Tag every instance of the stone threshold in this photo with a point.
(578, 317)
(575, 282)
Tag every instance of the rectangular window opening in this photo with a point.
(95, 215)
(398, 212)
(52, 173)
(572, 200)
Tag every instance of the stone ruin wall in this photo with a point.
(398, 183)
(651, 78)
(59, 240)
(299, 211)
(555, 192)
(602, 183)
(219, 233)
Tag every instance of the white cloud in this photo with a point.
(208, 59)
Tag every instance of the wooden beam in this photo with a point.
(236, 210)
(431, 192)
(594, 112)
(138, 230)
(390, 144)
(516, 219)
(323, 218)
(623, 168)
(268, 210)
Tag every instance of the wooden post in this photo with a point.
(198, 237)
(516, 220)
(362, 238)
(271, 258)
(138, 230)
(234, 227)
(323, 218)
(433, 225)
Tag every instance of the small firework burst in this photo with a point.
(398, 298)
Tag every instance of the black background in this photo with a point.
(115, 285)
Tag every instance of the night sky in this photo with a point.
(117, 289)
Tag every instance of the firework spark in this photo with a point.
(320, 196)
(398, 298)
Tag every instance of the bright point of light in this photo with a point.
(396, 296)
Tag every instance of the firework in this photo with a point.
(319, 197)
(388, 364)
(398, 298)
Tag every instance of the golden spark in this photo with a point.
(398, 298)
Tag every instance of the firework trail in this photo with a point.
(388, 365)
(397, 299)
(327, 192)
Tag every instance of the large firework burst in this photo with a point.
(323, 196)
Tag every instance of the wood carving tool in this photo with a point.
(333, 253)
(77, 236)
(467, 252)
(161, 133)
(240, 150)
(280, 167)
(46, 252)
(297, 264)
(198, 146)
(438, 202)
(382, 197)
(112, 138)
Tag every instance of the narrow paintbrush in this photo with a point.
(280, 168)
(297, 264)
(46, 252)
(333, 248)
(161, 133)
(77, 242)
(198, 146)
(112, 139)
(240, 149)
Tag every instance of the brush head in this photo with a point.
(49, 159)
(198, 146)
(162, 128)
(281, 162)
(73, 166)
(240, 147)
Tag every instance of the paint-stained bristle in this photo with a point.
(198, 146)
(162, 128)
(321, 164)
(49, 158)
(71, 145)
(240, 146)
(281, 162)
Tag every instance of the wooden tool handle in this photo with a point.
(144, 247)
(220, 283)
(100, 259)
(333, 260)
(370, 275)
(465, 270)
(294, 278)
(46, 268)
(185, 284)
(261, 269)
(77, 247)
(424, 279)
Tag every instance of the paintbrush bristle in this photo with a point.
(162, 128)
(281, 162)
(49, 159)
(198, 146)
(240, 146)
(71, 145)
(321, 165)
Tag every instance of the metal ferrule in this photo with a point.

• _Task goal_:
Please give everything from the line containing "Tag every instance of the brush" down to the last line above again, replacing "bristle" with "hair" and leaving all else unchanged.

• _Answer for this exercise_:
Tag every instance of the brush head in this photo with a point.
(49, 159)
(198, 146)
(162, 128)
(281, 162)
(73, 166)
(240, 147)
Tag every instance of the paint-stained hair in this photo with a point.
(198, 146)
(162, 128)
(321, 164)
(49, 158)
(71, 145)
(240, 146)
(281, 162)
Tag every instance of the wooden tool handle in this photo with a point.
(144, 247)
(220, 283)
(100, 259)
(333, 260)
(370, 275)
(465, 270)
(294, 278)
(46, 268)
(185, 284)
(261, 269)
(77, 247)
(424, 279)
Tag every instance of the paintbrush hair in this photo with a point.
(162, 128)
(281, 162)
(49, 159)
(198, 146)
(240, 146)
(71, 145)
(321, 165)
Tag every instance of the metal ferrule in this photo with a point.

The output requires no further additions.